Information provided

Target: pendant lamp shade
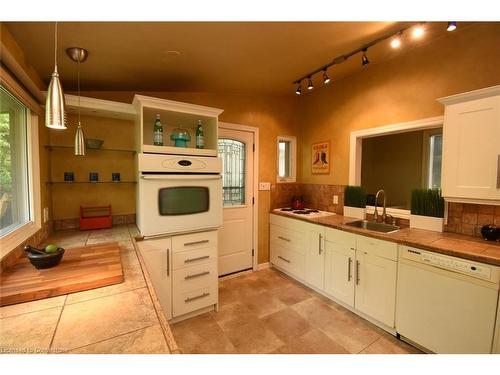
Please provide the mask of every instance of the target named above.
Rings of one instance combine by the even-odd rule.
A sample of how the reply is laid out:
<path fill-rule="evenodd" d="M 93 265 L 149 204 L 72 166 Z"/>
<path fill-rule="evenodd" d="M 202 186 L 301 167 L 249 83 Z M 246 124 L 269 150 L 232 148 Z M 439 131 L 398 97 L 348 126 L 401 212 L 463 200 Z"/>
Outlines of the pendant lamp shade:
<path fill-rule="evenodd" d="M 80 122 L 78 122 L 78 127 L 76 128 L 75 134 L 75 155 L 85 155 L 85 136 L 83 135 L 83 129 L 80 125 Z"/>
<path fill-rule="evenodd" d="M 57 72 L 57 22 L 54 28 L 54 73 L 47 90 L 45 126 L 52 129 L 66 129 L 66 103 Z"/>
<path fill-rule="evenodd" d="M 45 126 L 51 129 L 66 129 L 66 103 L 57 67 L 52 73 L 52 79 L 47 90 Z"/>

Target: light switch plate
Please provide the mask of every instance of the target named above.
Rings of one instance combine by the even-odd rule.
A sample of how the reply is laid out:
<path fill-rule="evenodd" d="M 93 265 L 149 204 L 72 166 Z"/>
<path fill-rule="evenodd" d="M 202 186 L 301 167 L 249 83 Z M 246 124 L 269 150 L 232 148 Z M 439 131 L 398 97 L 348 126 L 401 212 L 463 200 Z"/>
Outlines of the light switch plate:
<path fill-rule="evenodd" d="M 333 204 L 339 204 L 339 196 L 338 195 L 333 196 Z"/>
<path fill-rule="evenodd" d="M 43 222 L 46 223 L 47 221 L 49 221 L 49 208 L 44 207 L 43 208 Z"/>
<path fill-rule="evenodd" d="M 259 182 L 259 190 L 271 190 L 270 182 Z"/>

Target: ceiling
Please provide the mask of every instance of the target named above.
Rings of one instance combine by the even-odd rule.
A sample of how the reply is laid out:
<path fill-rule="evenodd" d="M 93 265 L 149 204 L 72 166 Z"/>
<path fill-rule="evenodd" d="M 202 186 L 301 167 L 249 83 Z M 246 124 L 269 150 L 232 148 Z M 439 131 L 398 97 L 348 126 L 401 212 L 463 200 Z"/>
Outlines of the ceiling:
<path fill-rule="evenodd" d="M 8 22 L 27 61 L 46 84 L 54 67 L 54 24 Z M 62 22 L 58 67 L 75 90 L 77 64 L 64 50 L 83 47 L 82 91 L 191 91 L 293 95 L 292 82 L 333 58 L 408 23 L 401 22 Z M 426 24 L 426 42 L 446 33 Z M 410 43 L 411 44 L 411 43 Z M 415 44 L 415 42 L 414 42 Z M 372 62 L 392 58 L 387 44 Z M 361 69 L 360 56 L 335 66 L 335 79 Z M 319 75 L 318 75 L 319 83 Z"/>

* * *

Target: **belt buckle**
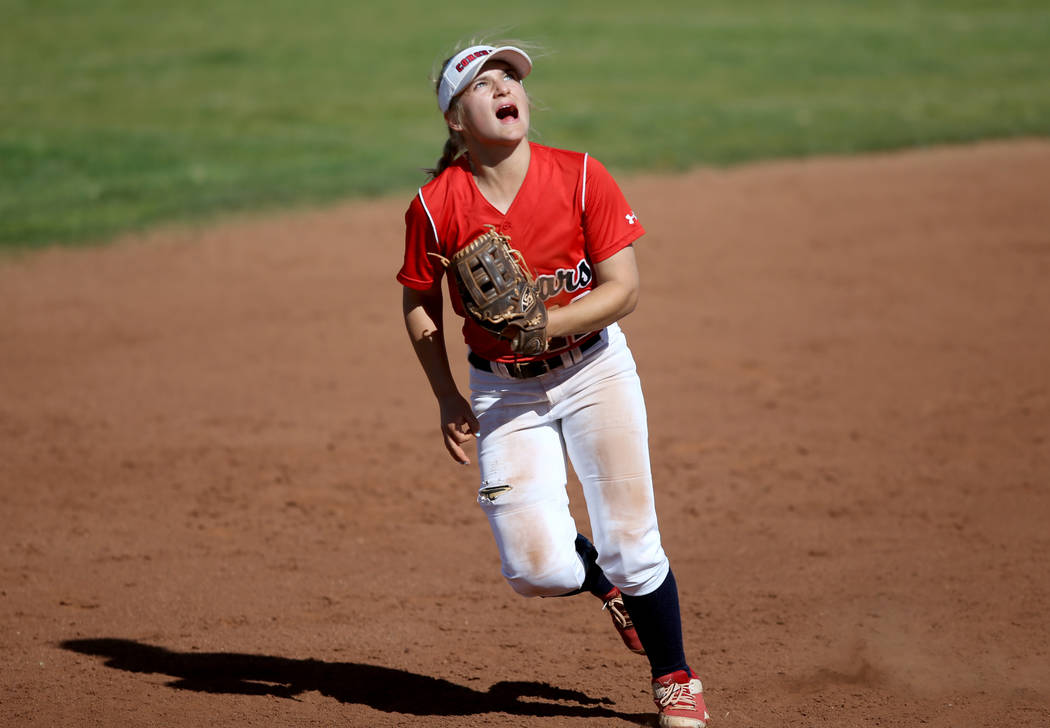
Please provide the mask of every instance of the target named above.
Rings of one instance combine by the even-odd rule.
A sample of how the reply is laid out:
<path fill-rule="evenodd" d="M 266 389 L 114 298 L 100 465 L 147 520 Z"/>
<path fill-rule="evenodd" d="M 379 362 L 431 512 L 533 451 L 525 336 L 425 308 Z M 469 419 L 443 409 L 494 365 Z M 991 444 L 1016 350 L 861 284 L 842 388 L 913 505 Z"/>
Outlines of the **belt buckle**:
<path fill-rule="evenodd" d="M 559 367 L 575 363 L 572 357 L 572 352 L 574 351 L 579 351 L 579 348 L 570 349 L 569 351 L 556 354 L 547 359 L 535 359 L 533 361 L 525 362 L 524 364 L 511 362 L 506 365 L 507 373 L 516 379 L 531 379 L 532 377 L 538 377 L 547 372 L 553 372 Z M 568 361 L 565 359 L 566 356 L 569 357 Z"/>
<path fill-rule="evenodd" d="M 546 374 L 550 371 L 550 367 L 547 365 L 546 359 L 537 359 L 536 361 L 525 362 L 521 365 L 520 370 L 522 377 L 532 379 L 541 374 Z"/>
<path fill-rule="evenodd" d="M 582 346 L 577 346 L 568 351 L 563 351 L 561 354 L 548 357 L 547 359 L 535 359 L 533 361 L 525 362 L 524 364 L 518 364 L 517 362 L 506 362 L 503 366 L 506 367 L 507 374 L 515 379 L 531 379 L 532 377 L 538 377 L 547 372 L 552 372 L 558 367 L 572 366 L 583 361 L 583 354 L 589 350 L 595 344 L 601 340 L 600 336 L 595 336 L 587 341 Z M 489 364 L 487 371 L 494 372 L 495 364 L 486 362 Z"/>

==

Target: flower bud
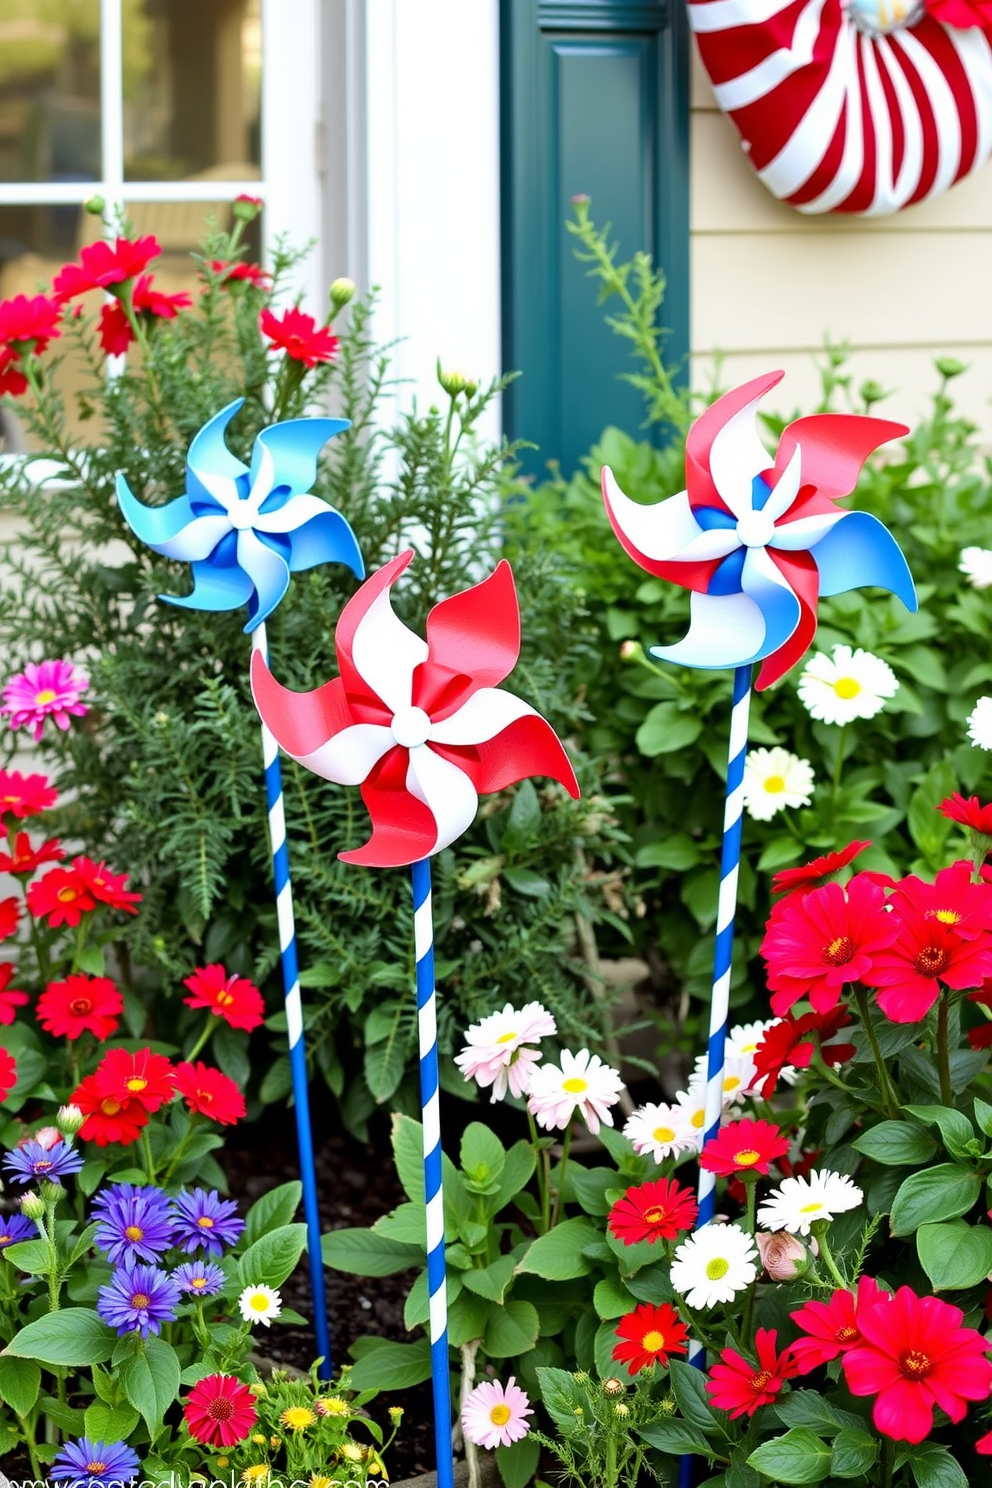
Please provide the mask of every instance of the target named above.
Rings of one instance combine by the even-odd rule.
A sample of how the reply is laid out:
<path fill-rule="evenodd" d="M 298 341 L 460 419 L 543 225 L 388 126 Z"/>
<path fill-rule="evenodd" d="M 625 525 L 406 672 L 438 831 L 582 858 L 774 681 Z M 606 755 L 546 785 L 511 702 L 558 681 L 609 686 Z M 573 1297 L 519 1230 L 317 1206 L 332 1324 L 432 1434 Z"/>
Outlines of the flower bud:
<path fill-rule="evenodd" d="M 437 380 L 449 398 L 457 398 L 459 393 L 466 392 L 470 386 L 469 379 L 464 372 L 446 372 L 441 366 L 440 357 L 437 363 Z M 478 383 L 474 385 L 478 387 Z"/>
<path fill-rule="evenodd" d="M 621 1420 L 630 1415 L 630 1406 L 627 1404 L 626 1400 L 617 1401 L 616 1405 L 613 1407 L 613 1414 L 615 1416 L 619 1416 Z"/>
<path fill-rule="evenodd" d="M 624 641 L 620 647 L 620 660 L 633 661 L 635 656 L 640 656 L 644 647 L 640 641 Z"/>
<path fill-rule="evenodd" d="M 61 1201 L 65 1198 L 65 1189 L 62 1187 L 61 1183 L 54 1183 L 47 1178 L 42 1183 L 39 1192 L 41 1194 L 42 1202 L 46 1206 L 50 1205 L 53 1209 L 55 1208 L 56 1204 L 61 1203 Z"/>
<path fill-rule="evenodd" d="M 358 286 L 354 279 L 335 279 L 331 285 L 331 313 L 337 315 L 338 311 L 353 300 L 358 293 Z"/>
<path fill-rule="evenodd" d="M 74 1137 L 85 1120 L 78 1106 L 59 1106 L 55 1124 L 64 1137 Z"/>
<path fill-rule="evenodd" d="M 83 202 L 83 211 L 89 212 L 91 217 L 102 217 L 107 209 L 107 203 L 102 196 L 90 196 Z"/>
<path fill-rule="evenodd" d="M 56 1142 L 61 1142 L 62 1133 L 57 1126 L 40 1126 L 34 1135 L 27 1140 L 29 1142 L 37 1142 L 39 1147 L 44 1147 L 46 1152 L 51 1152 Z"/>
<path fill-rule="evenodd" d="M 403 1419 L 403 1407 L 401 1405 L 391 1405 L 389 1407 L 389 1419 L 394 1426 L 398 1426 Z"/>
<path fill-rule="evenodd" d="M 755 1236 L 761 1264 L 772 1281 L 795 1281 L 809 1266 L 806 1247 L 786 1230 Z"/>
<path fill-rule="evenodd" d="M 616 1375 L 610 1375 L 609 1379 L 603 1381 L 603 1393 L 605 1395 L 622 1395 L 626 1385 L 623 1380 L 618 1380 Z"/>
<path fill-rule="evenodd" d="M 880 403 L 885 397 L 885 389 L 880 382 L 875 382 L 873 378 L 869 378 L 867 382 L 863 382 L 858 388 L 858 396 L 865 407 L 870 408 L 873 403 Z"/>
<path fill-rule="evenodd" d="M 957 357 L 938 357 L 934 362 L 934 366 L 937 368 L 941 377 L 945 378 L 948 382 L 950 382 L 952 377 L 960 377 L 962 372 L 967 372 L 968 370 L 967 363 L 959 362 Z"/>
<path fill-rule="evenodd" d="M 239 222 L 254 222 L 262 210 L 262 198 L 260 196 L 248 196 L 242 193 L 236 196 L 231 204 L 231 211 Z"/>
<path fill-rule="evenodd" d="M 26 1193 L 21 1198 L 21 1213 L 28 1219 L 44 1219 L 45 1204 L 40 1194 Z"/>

Task prompt
The answer should consist only of the lines above from the one with "Target: pendant lamp shade" through the one with "Target: light switch plate", repeated exactly, with no pictures among them.

Answer box
Target: pendant lamp shade
Please provide the mask of every instance of the target named above.
Rings of one instance combine by the even-odd rule.
A sample of how the reply is laid out:
<path fill-rule="evenodd" d="M 93 265 L 149 204 L 72 166 Z"/>
<path fill-rule="evenodd" d="M 202 186 L 301 167 L 249 83 Z M 246 124 L 269 150 L 232 148 Z M 439 131 L 398 97 L 348 126 L 401 212 L 463 200 Z"/>
Outlines of the pendant lamp shade:
<path fill-rule="evenodd" d="M 80 122 L 78 122 L 78 127 L 76 128 L 75 134 L 75 155 L 85 155 L 85 136 L 83 135 L 83 129 L 80 125 Z"/>
<path fill-rule="evenodd" d="M 57 72 L 57 22 L 54 28 L 54 73 L 47 90 L 45 126 L 52 129 L 66 129 L 66 103 Z"/>
<path fill-rule="evenodd" d="M 45 126 L 51 129 L 66 129 L 66 103 L 57 67 L 52 73 L 52 79 L 47 90 Z"/>

Target: light switch plate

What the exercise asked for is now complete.